Exercise details
Provide an exact reproduction of every entry.

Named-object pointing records
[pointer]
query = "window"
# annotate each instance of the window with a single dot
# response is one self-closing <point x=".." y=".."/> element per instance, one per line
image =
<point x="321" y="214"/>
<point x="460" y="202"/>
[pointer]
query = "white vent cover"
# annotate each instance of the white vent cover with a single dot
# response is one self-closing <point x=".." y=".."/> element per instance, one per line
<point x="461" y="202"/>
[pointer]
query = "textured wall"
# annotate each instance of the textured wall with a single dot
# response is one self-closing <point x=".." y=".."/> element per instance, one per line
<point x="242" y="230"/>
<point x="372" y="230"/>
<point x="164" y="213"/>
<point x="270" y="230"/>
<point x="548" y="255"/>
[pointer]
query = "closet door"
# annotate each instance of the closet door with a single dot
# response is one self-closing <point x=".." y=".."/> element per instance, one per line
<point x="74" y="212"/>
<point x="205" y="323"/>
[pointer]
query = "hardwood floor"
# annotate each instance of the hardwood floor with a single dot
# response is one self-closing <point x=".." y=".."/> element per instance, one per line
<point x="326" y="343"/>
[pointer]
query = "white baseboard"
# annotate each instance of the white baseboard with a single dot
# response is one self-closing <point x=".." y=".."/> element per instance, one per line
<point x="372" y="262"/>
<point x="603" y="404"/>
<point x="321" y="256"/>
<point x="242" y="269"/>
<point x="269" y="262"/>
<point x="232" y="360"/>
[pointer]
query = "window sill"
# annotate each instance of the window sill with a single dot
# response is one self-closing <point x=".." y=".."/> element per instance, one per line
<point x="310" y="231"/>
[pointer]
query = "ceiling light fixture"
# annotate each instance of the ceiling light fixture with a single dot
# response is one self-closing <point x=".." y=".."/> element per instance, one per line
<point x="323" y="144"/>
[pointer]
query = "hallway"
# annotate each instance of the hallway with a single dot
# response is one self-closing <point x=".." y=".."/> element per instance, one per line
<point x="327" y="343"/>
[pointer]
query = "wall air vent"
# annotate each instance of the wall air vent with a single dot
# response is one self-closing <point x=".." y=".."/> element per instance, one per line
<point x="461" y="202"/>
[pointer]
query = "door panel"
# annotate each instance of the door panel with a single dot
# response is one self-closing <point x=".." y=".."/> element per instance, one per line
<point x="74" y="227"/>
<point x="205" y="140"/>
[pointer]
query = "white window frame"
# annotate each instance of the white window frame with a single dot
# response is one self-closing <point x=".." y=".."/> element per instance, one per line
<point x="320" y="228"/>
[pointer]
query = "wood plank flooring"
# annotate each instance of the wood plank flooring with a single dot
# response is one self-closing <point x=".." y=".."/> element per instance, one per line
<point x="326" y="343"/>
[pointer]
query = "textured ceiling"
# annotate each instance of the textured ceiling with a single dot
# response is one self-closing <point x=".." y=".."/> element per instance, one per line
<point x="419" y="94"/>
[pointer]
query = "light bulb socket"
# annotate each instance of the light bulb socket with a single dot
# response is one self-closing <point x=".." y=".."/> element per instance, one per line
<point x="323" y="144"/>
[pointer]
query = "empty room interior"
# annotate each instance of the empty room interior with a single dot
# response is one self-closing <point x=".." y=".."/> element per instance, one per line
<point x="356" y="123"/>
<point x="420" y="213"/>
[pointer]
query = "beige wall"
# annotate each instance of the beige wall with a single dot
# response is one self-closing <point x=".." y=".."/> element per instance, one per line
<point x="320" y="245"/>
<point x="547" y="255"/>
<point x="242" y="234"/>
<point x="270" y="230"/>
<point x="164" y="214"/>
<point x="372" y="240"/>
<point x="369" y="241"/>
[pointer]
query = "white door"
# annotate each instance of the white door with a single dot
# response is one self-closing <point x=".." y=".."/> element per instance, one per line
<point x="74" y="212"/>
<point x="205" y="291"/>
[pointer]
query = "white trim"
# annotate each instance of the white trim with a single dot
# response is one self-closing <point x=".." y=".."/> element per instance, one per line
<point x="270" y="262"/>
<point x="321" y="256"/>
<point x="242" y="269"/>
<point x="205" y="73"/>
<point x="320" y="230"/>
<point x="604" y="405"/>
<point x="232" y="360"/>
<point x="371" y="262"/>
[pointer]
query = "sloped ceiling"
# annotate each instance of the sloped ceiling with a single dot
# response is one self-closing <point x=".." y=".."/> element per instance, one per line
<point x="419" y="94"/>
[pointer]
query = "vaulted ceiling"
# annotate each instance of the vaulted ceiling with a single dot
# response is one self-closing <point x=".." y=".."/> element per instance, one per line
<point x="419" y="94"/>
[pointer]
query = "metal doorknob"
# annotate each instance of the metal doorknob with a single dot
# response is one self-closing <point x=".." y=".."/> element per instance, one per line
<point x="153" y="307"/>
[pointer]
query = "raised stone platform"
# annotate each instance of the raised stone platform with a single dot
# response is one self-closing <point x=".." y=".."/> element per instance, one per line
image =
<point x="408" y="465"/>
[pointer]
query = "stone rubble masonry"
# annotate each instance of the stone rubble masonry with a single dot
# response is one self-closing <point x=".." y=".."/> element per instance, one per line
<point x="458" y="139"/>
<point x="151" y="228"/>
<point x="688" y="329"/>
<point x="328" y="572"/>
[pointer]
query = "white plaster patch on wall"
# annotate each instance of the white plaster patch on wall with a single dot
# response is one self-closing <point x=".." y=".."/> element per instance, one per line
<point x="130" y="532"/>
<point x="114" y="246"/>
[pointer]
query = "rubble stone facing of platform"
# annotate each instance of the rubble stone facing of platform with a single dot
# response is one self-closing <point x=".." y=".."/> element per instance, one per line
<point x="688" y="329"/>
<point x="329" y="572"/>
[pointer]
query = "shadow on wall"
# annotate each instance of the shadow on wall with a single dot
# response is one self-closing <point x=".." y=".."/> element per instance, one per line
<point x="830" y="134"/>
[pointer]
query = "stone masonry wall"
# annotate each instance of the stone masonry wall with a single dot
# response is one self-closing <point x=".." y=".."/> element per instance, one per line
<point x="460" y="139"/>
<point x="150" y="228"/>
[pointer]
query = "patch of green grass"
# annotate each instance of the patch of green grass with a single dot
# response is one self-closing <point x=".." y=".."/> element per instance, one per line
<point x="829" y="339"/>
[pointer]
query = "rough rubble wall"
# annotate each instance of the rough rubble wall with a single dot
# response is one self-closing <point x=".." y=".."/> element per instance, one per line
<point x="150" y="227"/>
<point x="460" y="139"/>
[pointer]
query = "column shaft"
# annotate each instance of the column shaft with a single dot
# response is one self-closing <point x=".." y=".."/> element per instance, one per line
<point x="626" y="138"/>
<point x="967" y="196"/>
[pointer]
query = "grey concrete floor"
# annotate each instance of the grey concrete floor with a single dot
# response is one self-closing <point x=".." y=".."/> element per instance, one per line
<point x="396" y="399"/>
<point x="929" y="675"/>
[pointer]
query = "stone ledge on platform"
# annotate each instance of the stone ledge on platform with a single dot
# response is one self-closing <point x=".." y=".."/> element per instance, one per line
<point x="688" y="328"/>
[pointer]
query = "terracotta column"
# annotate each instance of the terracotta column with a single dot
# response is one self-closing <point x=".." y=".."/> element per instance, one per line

Task solution
[pointer]
query = "window"
# annotate each instance of the window with a single dot
# response is one self-closing <point x=".." y=".."/> element per instance, one per line
image =
<point x="321" y="214"/>
<point x="460" y="202"/>
[pointer]
query = "white vent cover"
# annotate each instance of the white vent cover with a single dot
# response is one self-closing <point x=".." y=".."/> element per instance, one per line
<point x="461" y="202"/>
[pointer]
query = "textured wall"
# annotate each instance of the textured wall with a single dot
# response is one self-closing <point x=".." y=".."/> element per instance, one per line
<point x="242" y="230"/>
<point x="372" y="230"/>
<point x="164" y="213"/>
<point x="270" y="230"/>
<point x="548" y="255"/>
[pointer]
query = "closet door"
# annotate each instance of the closet door with a single dot
# response is one self-closing <point x=".." y=".."/> element per instance, one per line
<point x="74" y="212"/>
<point x="205" y="323"/>
[pointer]
query = "hardwood floor"
# annotate each instance of the hardwood floor with a single dot
# response is one self-closing <point x=".." y=".."/> element per instance, one per line
<point x="326" y="343"/>
[pointer]
query = "white baseboard"
# annotate each instance of the white baseboard with a single dot
# response is one self-closing <point x=".." y=".."/> element per instance, one per line
<point x="372" y="262"/>
<point x="603" y="404"/>
<point x="321" y="256"/>
<point x="242" y="269"/>
<point x="269" y="262"/>
<point x="232" y="360"/>
[pointer]
query = "window sill"
# annotate each instance of the window sill with a single dot
# response is one self-closing <point x=".." y=".."/> element per instance, one per line
<point x="310" y="231"/>
[pointer]
query = "ceiling light fixture"
# annotate each instance of the ceiling light fixture with a single dot
# response is one self-closing <point x=".." y=".."/> element per instance, one per line
<point x="323" y="144"/>
[pointer]
query = "hallway"
# annotate each instance of the hallway with a single dot
# response is one self-closing <point x=".." y=".."/> element per instance, one per line
<point x="327" y="343"/>
[pointer]
query = "wall air vent"
# annotate each instance of the wall air vent with a single dot
# response is one self-closing <point x=".." y=".."/> element per instance, one per line
<point x="461" y="202"/>
[pointer]
query = "door panel"
# annotate each instance of the door panel with a single dot
# response is one self-closing <point x=".." y=".."/> element per instance, one per line
<point x="74" y="227"/>
<point x="205" y="140"/>
[pointer]
query = "white window frame"
# annotate each instance of the white window frame with a single dot
# response is one self-closing <point x=".." y=".."/> element per instance, one per line
<point x="320" y="228"/>
[pointer]
query = "wood plank flooring"
# annotate each instance of the wood plank flooring with a single dot
# response is one self-closing <point x=".." y=".."/> element per instance, one per line
<point x="326" y="343"/>
[pointer]
query = "textured ceiling"
# annotate each instance of the textured ceiling with a single dot
# response is one self-closing <point x=".." y=".."/> element per instance, one per line
<point x="419" y="94"/>
[pointer]
query = "light bulb socket"
# annotate each instance of the light bulb socket with a single dot
# response is one self-closing <point x=".." y=".."/> element per instance, one per line
<point x="323" y="144"/>
[pointer]
query = "empty room interior"
# annotate each instance of the empty room interior with a single dot
# response is one self-closing <point x=".." y=".."/> element per instance, one per line
<point x="356" y="123"/>
<point x="420" y="213"/>
[pointer]
query = "beige wall"
# annotate each instance of the beige wall with a single dot
# response is one self-closing <point x=".." y=".."/> element per instance, one per line
<point x="320" y="245"/>
<point x="547" y="255"/>
<point x="242" y="234"/>
<point x="270" y="230"/>
<point x="164" y="214"/>
<point x="372" y="240"/>
<point x="369" y="241"/>
[pointer]
query = "white door"
# annotate each instance of the white door with a single dot
# response is one self-closing <point x=".." y=".."/> element per instance, one per line
<point x="74" y="212"/>
<point x="205" y="291"/>
[pointer]
query = "white trim"
# annotate each instance of the white trim with a single dot
# response is one self-closing <point x=".." y=".."/> element per instance, one per line
<point x="270" y="262"/>
<point x="321" y="256"/>
<point x="242" y="269"/>
<point x="205" y="73"/>
<point x="320" y="230"/>
<point x="604" y="405"/>
<point x="232" y="360"/>
<point x="371" y="262"/>
[pointer]
query = "sloped ceiling"
# annotate each instance of the sloped ceiling with a single dot
# response is one self-closing <point x=".." y=".."/> element per instance, one per line
<point x="419" y="94"/>
[pointer]
query = "vaulted ceiling"
# annotate each instance of the vaulted ceiling with a single dot
# response is one self-closing <point x=".." y=".."/> element per instance, one per line
<point x="419" y="94"/>
[pointer]
query = "metal doorknob"
# annotate each instance of the metal doorknob with a single dot
# response is one self-closing <point x=".." y=".."/> element per instance, one per line
<point x="153" y="307"/>
[pointer]
query = "raised stone platform"
# annotate each instance of the raised stone platform with a single dot
# response is one self-closing <point x=".." y=".."/> element per instance, one per line
image =
<point x="408" y="465"/>
[pointer]
query = "stone rubble masonry"
# annotate each instance of the stone rubble masonry with a single dot
# response is one self-closing <point x=".." y=".."/> element per instance, one per line
<point x="458" y="139"/>
<point x="151" y="228"/>
<point x="688" y="329"/>
<point x="328" y="572"/>
[pointer]
query = "white plaster patch on wall"
# annotate each instance of the white plaster patch on wall with a single dot
# response is one self-closing <point x=".." y=".."/> element per instance, one per line
<point x="130" y="532"/>
<point x="114" y="246"/>
[pointer]
query = "rubble stone facing of platform"
# annotate each instance of the rubble stone facing of platform with a single dot
# response is one self-closing <point x=".." y=".."/> element per instance, one per line
<point x="688" y="329"/>
<point x="329" y="572"/>
[pointer]
query = "shadow on wall"
# annotate each instance of the shadow on wall with a single dot
# response is one self-closing <point x=".." y=".."/> element per instance, one per line
<point x="830" y="134"/>
[pointer]
query = "stone masonry wall"
# annotate each instance of the stone masonry wall with a single dot
# response is one self-closing <point x=".." y=".."/> element per instance, one per line
<point x="460" y="139"/>
<point x="150" y="228"/>
[pointer]
query = "patch of green grass"
# annotate each instance of the patch of green grass with a single dot
# response is one self-closing <point x=".." y=".."/> element per instance, one per line
<point x="829" y="339"/>
[pointer]
query = "rough rubble wall"
# annotate each instance of the rough rubble wall with a single dot
# response is one self-closing <point x=".." y=".."/> element per instance, one per line
<point x="150" y="227"/>
<point x="460" y="139"/>
[pointer]
query = "column shaft"
# annotate each instance of the column shaft with a single dot
# response is one self-closing <point x=".." y=".."/> element per instance, one per line
<point x="626" y="138"/>
<point x="967" y="196"/>
[pointer]
query = "grey concrete floor"
# annotate each instance of the grey concrete floor with a single dot
# response is one self-closing <point x=".." y=".."/> element per instance, one per line
<point x="396" y="399"/>
<point x="929" y="675"/>
[pointer]
query = "stone ledge on platform"
# annotate each instance of the stone ledge on platform with a single dot
# response is one self-closing <point x=".." y=".."/> element per instance, one per line
<point x="688" y="328"/>
[pointer]
query = "terracotta column"
# annotate each instance of the terracotta column with a single dot
# response is one self-closing <point x=".." y=".."/> element per instance, one per line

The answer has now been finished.